**The task**:
List every line of the rows below that contains the word "front", treating uppercase and lowercase letters as different.

**Available records**:
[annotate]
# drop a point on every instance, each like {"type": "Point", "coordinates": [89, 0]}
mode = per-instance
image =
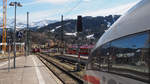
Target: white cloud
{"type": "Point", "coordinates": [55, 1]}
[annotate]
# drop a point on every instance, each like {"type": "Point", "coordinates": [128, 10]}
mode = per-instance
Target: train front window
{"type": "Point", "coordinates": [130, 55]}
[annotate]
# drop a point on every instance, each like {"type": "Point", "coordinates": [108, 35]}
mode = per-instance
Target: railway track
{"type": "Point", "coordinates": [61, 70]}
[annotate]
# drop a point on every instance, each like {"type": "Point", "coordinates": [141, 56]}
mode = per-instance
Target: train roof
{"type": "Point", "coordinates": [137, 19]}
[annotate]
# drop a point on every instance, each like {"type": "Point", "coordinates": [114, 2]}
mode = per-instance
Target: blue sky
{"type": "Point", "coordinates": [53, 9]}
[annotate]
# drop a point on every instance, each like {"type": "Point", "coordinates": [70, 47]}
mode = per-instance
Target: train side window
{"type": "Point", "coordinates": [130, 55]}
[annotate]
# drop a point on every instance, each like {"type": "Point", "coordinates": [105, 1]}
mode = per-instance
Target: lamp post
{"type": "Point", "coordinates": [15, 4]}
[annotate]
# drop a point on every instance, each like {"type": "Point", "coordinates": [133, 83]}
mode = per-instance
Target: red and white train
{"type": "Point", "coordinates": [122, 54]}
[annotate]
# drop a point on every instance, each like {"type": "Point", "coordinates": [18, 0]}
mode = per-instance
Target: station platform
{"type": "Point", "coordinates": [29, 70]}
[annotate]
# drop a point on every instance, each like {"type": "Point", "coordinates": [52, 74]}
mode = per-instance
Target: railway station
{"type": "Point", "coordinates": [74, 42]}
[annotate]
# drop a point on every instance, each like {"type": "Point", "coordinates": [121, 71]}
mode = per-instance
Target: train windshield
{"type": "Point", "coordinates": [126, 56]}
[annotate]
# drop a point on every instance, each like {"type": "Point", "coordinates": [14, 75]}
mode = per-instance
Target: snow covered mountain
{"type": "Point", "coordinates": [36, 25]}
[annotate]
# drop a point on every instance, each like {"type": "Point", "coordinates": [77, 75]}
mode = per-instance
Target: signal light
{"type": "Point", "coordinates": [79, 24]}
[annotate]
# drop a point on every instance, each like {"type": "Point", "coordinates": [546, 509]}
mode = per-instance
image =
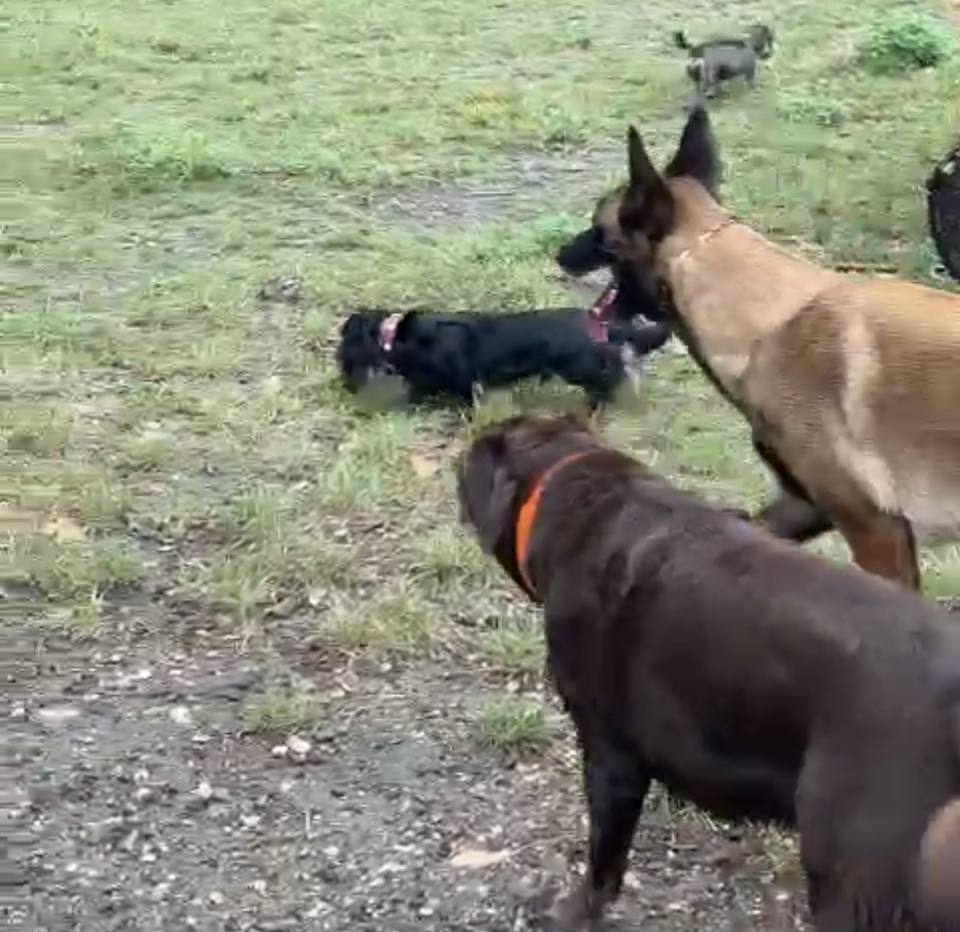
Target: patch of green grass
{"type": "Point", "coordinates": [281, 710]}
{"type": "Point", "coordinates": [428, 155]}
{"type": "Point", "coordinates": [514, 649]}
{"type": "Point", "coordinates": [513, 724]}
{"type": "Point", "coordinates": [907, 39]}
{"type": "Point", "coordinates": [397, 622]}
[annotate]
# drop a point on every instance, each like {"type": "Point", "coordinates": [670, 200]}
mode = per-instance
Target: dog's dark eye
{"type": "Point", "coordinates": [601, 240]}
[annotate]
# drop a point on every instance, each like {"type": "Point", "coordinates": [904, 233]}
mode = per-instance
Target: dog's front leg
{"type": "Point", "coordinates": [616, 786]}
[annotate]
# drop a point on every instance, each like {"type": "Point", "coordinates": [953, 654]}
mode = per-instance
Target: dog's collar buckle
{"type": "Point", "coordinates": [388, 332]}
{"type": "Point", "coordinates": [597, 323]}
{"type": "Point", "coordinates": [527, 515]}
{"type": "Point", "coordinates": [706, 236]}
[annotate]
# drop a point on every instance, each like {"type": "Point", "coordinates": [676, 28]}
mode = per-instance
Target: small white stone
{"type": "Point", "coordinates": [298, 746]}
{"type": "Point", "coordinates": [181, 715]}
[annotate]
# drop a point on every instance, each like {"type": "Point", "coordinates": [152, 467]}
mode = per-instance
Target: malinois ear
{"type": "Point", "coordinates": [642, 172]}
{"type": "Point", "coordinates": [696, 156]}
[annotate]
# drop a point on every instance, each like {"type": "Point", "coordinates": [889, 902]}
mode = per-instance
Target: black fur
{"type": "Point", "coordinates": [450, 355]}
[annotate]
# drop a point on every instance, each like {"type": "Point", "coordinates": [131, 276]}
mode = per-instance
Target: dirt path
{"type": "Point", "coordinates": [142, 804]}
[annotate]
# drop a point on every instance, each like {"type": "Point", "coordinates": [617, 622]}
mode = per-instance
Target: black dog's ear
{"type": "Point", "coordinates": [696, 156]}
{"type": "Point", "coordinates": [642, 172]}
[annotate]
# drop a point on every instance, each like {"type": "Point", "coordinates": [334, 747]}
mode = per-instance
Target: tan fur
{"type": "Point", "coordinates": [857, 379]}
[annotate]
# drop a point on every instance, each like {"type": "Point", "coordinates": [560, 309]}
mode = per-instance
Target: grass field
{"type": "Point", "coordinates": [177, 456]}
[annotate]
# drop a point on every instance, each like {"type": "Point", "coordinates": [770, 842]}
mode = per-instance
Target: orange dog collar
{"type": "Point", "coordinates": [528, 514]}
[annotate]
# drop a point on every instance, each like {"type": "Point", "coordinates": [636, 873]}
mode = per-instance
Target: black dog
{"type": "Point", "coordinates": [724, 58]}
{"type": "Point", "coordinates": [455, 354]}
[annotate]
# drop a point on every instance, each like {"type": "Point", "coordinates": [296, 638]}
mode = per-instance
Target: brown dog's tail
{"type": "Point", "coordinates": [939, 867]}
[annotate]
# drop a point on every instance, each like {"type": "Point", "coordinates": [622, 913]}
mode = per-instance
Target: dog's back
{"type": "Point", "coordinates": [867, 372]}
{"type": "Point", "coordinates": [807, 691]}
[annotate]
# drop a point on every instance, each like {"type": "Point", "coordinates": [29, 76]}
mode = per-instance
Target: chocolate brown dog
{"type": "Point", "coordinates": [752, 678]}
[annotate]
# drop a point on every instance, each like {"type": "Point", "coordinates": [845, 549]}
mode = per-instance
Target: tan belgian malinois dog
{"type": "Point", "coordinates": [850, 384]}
---
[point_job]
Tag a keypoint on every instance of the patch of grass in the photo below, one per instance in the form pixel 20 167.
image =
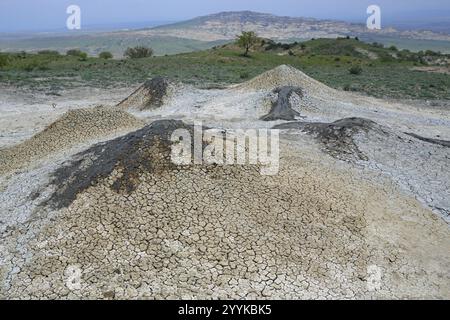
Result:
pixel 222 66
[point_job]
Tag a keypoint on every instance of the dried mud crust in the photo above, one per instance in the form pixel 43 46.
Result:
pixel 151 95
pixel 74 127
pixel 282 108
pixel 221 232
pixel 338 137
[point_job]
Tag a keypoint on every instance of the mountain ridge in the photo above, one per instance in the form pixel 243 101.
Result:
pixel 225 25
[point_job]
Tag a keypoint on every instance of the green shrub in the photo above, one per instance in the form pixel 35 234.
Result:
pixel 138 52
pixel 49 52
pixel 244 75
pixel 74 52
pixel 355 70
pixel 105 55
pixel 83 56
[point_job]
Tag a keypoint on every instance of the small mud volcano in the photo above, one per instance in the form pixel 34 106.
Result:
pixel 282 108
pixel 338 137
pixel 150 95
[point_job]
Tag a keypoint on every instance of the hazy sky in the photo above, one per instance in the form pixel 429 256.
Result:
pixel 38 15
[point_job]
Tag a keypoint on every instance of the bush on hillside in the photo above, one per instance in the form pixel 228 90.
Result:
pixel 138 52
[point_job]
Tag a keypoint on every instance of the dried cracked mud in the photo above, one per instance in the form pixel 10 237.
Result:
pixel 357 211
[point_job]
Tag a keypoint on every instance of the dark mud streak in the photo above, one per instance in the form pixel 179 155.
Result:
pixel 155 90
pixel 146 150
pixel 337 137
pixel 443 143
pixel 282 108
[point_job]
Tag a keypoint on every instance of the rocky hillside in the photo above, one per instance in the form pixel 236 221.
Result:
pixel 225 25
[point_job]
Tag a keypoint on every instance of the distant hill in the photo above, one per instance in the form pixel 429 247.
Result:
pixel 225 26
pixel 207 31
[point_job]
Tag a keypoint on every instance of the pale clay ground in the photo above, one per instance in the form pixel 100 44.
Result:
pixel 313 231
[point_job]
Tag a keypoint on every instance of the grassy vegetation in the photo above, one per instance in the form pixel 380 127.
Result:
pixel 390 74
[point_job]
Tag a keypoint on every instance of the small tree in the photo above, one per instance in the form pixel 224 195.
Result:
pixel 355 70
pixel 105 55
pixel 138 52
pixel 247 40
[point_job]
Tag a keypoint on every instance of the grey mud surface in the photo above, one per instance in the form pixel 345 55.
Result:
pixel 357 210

**Answer to the task**:
Target: train front window
Target: dog's front leg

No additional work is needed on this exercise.